STATED PROBLEM => The records below must be output exactly, without pictures.

(Excerpts of bounding box data)
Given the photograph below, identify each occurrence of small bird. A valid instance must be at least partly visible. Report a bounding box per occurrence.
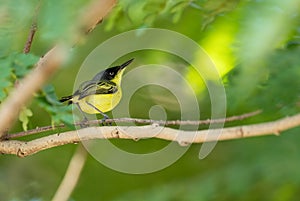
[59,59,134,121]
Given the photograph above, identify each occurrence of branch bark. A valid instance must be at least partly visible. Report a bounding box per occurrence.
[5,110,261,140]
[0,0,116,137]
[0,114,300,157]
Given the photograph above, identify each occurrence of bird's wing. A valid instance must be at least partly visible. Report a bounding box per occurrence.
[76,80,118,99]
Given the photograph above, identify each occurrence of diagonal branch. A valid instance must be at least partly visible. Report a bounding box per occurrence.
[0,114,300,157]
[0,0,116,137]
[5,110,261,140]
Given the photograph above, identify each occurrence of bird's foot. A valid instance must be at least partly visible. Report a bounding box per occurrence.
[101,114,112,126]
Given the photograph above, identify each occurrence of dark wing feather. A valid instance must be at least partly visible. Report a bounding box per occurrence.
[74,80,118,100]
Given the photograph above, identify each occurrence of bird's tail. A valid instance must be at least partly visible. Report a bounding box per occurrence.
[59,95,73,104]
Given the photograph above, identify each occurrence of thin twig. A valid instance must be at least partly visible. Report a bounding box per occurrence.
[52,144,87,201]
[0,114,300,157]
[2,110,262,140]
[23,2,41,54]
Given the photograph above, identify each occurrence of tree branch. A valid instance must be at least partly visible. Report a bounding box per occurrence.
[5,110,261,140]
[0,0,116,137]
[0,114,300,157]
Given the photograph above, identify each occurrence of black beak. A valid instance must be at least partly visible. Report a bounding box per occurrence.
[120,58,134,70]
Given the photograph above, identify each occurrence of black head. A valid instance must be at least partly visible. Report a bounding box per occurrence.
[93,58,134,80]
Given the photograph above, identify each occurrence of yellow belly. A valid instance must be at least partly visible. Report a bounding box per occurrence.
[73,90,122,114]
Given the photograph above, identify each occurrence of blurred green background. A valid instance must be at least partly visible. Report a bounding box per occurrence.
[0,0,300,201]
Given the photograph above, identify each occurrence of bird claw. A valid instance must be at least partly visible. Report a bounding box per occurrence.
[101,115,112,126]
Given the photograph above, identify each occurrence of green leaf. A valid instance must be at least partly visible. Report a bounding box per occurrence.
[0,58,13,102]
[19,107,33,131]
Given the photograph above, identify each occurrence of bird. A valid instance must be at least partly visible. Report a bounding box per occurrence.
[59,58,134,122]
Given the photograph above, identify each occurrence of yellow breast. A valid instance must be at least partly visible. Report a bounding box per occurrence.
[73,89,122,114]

RESULT OF THIS TASK =>
Given the photograph below, identify each occurrence of small bird. A valid instance must be at least partly visible. Report a bounding box per occurrence.
[59,59,134,121]
Given the photograph above, identify each occurrence of branch bark. A valid instance must be at least partly visible. Report a bounding box per occurrence.
[5,110,261,140]
[0,0,116,137]
[0,114,300,157]
Given the photograph above, identify each occurrence of bird's wing. A valid instance must be at least partly visible. Report a bounding box per occurrence.
[76,80,118,99]
Given the photograph above, identify each occurrence of diagonal branch. A valid instance must be at least partly visible. Report a bounding box per occurrence.
[0,114,300,157]
[0,0,116,137]
[5,110,261,140]
Given the photograph above, identify each occurrence of bird's foot. A valid instance must be at least partly visible. Report a bounding box per occurrence.
[101,114,112,126]
Given the photograph above, identify each occurrence of dark wing feather. A valid instance must be at least partly visible. Report a bounding box per occurrence.
[74,80,118,100]
Given the photograph above, identify each occurrence of bird's tail. A valid instance must be at least partly visible. Report a bounding box per occurrence.
[59,95,73,104]
Given the photograph above, identify each occurrence of thin twig. A valid instance must be at least partly visible. Report a bounding box per occurrence.
[52,144,87,201]
[0,114,300,157]
[2,110,262,140]
[23,2,41,54]
Given the photograph above, identify each occurrence of tree branch. A valid instance must be at least partly visible. Report a bounding box per occurrence.
[5,110,261,140]
[0,0,116,137]
[0,114,300,157]
Given the photograph above, identify each occurrence of black beak. A valid instance must be at least partly visible. Report a bounding box per occurrence.
[120,58,134,70]
Given the photograph above, identify each occurrence of black head. A valid instance must be at least partly visible. Report a bounding box per occurrence.
[93,58,134,80]
Given the photograph above, identify each occurrence of yellow belly. A valid instance must be at least partly visible. Report a bounding box per occurrence.
[73,90,122,114]
Given the photograph above, identify each occurrence of blurred green background. A valid instance must be at least partly visible. Report a bounding box per occurrence.
[0,0,300,201]
Given the photograph above, identify each occurrence of bird claw. A valid instance must be at least partly visible. Report a bounding box per occurrence.
[101,115,112,126]
Given the photograph above, identify each occurrence of green leaf. A valid instance must be at least partly visible. Report a bounding box per occurrence.
[0,58,13,102]
[19,107,33,131]
Given the photograph above, identify each occurrence of bird. A valid instance must be at least partly visible. Report a bounding box per occurrence.
[59,58,134,122]
Given the photograph above, identify each occurrence of yellow breast. A valid instance must be at least partly visible. Report a bounding box per occurrence.
[73,89,122,114]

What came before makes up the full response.